In positive psychology research, gratitude is strongly and consistently associated with greater happiness. 
It helps people feel more positive emotions, relish good experiences, improve their health, deal with adversity, and build strong relationships.

Provides a strong positive impact on psychological well-being as well. It increases self-esteem, enhances positive emotions, and makes us more optimistic. When we feel deep happiness, our bodies are producing all sorts of wonderful chemicals. Keller explains more specifically how rewarding it is for our body.

Experiencing gratitude activates neurotransmitters like dopamine, which we associate with pleasure, and serotonin, which regulates our mood. It also causes the brain to release oxytocin, a hormone which induces feelings like trust and generosity which promotes social bonding, and feeling connected. 


Here are five favorite ways to practice gratitude:

  1. Set time aside each day to make a list of what you are thankful for. Start with the tiniest details, and write down even just one thing. On days when you’re feeling empty – or just wanting an excuse to smile – go back and read some of your list. Ann Voskamp says it best: “When I give thanks for the seemingly microscopic, I make a place for God to grow within me.”

Directives:
(1) Answer the following from the gratitude passage:
(a) Which neurotransmitter does it describe as regulating mood?
(b) What two feelings does it say oxytocin induces?
(c) How many ways to practice gratitude does it offer?
(2) Write the next part of the gratitude passage, picking up after its final sentence.
The rows that follow were drawn from a separate source.

[Saved entries]
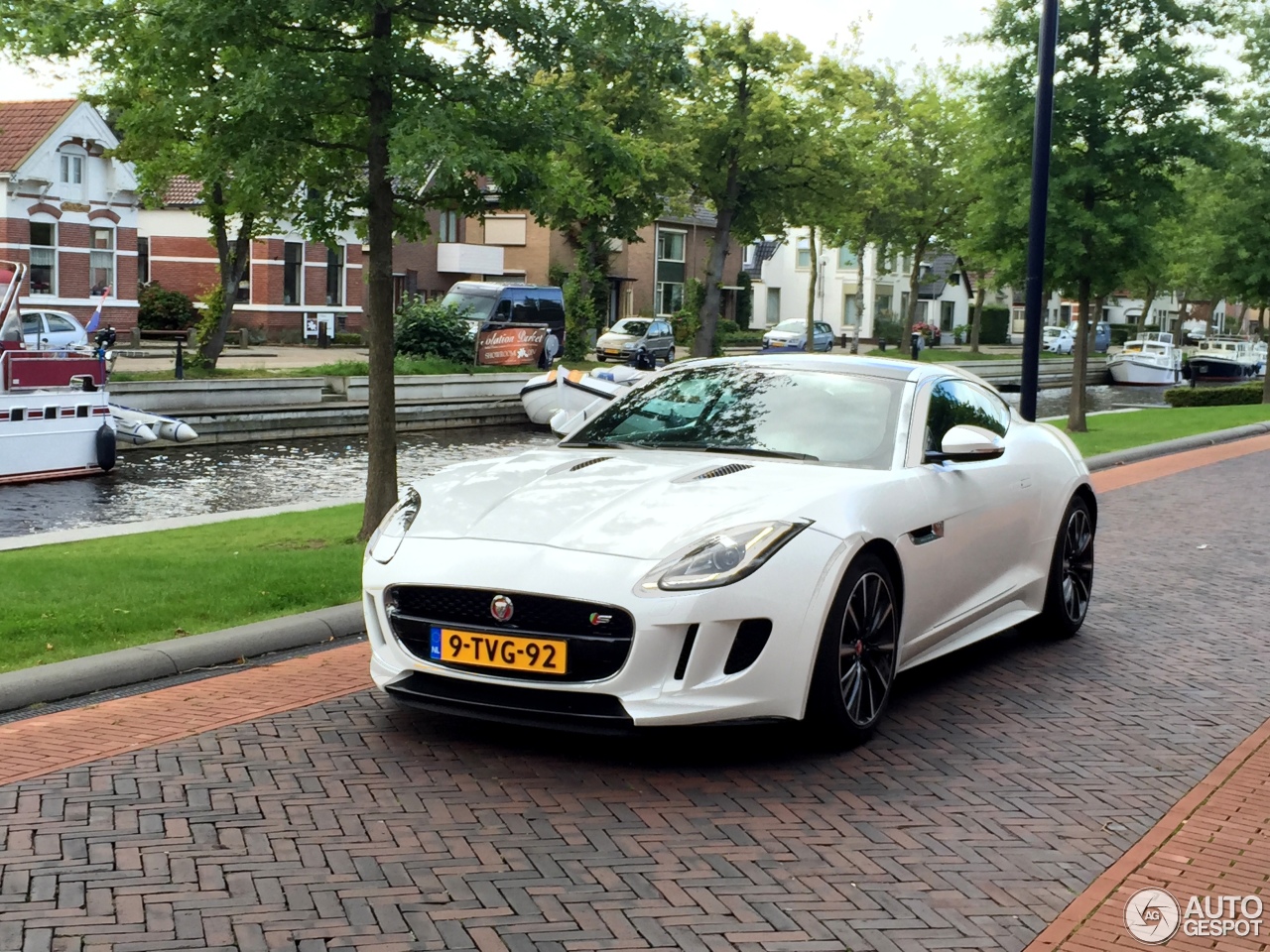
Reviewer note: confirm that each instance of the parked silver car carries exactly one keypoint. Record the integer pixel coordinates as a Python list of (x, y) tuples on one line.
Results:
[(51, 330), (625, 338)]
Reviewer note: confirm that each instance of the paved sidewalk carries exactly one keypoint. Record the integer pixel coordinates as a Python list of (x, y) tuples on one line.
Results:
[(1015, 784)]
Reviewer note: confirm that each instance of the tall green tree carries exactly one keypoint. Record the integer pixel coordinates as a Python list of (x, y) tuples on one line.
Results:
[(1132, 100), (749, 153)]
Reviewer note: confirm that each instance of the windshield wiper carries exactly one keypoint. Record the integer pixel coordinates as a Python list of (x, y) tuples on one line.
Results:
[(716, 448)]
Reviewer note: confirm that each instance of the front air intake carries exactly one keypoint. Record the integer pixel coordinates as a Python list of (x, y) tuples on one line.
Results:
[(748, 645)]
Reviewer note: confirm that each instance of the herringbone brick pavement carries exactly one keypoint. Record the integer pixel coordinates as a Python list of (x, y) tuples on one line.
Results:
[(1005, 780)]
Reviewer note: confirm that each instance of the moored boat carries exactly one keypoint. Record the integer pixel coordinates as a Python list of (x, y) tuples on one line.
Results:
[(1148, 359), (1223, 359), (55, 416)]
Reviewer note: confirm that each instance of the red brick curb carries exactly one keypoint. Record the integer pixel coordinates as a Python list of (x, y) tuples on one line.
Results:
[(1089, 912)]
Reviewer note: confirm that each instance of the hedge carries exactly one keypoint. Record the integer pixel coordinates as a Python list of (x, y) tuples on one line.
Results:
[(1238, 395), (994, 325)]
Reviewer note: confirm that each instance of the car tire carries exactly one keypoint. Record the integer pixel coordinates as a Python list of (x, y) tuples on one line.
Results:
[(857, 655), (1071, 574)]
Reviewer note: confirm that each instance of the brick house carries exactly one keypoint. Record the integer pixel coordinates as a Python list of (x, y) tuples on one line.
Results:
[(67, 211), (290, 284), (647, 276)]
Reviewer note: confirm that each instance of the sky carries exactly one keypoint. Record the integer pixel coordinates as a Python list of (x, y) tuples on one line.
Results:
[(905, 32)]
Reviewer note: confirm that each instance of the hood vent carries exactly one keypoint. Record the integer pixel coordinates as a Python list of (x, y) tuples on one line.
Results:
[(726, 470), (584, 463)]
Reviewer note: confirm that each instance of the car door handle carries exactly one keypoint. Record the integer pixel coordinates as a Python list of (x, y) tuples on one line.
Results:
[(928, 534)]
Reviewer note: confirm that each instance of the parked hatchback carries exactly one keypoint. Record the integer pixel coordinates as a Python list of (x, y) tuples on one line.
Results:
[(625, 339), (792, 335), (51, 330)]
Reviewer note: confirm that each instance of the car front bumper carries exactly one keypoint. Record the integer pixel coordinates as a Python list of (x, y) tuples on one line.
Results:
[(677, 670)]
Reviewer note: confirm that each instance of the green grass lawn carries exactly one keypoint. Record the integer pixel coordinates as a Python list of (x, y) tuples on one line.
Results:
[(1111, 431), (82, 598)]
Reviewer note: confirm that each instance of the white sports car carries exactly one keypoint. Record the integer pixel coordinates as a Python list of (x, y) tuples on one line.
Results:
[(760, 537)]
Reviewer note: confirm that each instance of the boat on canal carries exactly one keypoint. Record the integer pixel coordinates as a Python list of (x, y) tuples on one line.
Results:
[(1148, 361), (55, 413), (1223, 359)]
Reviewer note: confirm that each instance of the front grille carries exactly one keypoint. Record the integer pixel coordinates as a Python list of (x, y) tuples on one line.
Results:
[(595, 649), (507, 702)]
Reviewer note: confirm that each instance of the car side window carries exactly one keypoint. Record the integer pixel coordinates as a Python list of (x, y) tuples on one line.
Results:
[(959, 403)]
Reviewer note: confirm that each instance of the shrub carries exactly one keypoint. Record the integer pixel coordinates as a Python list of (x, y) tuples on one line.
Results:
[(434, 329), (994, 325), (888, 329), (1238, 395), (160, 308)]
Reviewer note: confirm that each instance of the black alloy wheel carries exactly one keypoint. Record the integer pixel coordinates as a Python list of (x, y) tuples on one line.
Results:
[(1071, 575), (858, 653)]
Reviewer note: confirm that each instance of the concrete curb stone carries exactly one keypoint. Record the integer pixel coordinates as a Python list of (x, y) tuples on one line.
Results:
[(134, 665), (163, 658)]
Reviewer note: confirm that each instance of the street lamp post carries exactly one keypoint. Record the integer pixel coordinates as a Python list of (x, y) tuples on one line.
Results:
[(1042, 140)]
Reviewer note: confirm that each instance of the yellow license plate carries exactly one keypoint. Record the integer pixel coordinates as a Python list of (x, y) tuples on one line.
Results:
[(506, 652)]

--

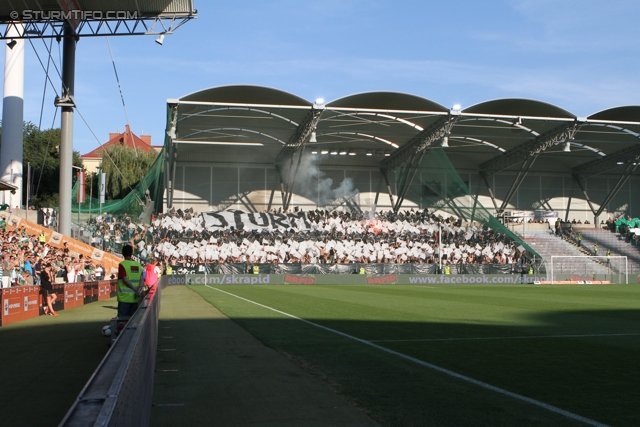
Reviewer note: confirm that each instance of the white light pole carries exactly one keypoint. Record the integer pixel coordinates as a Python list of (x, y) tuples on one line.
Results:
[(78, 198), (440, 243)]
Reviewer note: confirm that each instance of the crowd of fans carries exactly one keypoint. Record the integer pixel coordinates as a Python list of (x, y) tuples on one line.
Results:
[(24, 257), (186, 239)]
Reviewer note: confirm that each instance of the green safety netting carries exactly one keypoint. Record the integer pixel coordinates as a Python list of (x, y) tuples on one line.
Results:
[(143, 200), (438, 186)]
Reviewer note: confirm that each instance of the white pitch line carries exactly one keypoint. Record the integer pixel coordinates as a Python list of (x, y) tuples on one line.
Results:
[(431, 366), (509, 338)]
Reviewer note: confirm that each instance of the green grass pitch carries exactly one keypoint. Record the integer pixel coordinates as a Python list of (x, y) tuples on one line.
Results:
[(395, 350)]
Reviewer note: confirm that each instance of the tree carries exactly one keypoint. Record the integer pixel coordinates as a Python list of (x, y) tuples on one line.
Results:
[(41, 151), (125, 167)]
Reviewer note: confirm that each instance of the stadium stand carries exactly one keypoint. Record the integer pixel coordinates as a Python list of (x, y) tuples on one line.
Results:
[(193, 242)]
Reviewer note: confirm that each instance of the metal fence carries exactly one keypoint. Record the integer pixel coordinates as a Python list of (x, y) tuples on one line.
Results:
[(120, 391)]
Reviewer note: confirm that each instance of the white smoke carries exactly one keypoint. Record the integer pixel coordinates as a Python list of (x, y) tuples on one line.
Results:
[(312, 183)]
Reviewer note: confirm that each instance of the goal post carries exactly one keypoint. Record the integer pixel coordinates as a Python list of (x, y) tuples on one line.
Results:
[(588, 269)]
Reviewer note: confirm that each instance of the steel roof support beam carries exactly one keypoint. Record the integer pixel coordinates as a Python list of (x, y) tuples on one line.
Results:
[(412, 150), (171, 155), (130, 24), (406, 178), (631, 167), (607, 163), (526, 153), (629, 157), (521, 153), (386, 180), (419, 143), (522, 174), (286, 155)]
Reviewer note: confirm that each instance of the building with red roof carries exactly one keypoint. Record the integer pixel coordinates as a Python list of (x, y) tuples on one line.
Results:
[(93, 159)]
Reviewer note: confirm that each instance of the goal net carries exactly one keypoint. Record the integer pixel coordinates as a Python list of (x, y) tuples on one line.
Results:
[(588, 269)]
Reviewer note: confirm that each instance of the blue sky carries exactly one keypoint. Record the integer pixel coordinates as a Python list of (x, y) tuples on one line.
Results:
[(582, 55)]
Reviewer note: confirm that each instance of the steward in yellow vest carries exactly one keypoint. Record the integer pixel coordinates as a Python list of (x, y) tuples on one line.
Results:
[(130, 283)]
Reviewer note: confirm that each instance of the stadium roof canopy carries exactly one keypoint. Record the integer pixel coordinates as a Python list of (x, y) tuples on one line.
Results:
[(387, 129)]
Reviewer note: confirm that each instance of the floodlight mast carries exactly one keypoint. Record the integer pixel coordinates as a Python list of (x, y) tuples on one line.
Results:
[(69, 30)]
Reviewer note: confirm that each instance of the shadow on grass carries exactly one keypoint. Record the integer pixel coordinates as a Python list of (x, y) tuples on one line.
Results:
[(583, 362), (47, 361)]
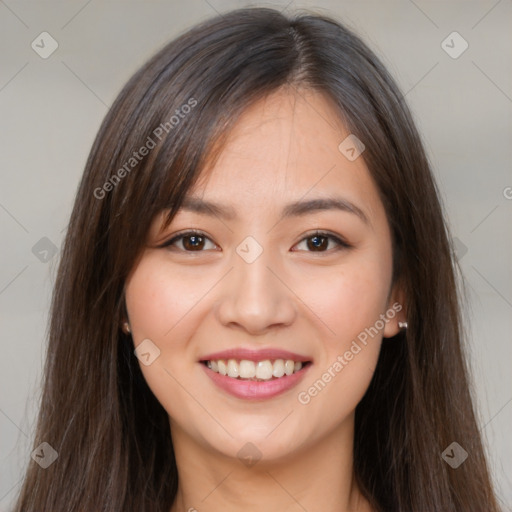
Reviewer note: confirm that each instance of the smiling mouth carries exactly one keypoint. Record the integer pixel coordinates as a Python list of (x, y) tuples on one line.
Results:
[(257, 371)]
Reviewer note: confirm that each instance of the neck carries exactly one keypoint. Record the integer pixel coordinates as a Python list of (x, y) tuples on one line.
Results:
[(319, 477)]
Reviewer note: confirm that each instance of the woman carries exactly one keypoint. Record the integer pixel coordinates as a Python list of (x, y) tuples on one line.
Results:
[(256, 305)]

==

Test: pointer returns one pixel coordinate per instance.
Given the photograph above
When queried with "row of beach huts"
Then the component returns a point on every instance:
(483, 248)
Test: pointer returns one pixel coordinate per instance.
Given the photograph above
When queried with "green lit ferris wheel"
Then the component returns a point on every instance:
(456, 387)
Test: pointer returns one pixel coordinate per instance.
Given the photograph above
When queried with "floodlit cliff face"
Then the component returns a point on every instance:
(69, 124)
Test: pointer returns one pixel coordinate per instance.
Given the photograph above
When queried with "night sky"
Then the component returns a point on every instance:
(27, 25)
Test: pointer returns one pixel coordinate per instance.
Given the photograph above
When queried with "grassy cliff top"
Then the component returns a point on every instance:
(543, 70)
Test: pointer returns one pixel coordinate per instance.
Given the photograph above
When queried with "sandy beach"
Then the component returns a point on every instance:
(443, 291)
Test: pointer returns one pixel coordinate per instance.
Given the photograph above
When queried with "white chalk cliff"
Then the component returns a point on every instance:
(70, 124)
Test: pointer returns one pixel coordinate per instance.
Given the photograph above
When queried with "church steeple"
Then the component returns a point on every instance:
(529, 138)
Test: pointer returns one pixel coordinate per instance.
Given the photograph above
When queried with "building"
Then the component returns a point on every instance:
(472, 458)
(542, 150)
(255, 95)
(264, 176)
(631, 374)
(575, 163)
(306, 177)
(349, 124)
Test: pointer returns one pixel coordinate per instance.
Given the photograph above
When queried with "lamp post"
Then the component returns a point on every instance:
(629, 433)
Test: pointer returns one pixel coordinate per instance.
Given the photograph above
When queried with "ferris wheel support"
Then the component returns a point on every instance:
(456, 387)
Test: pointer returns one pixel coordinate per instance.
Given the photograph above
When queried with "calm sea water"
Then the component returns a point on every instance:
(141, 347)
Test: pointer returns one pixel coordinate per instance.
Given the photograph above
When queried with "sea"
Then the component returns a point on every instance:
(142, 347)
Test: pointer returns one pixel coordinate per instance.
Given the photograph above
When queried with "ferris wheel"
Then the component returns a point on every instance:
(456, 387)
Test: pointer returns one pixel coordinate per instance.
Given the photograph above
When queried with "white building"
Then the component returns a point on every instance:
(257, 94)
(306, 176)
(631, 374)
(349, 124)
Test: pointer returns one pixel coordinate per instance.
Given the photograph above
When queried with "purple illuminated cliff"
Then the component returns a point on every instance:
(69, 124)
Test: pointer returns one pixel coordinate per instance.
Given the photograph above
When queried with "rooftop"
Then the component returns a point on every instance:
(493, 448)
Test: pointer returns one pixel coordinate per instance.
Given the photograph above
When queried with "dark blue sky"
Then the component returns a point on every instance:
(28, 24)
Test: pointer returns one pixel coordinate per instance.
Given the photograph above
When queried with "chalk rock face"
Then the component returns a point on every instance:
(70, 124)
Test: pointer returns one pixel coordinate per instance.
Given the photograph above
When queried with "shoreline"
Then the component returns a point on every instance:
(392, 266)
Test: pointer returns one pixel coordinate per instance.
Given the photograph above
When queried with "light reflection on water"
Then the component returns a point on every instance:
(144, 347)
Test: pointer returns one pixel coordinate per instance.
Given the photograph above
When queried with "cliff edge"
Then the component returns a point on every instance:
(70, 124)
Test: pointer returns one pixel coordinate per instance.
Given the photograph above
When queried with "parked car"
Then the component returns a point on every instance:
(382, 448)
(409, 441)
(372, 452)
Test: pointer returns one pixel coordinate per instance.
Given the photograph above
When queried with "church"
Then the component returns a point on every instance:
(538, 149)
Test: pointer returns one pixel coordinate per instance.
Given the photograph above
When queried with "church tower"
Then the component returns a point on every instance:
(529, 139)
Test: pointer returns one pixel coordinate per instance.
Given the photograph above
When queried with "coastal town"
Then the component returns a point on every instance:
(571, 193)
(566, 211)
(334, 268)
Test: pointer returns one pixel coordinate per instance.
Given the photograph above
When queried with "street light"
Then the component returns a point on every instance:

Answers for the tasks:
(1)
(a) Serotonin
(b) Trust and generosity
(c) Five

(2)
  2. Tell other people “thank you” when they do something kind for you, no matter how small the deed.
  3. Don’t allow other people’s bitterness or negativity, or any other outward circumstance, to influence your inner peace. Look for the best in everyone, and believe and say the best about them.
  4. Anger, disappointment, failure, and frustration are parts of life, but don’t let them become your default emotions. Don’t be complacent and resign yourself to victimhood. Choosing to live from a place of gratitude brings peace.
  5. Build gratitude around you with small, daily, unexpected, undeserved acts of love, compassion, grace, and forgiveness.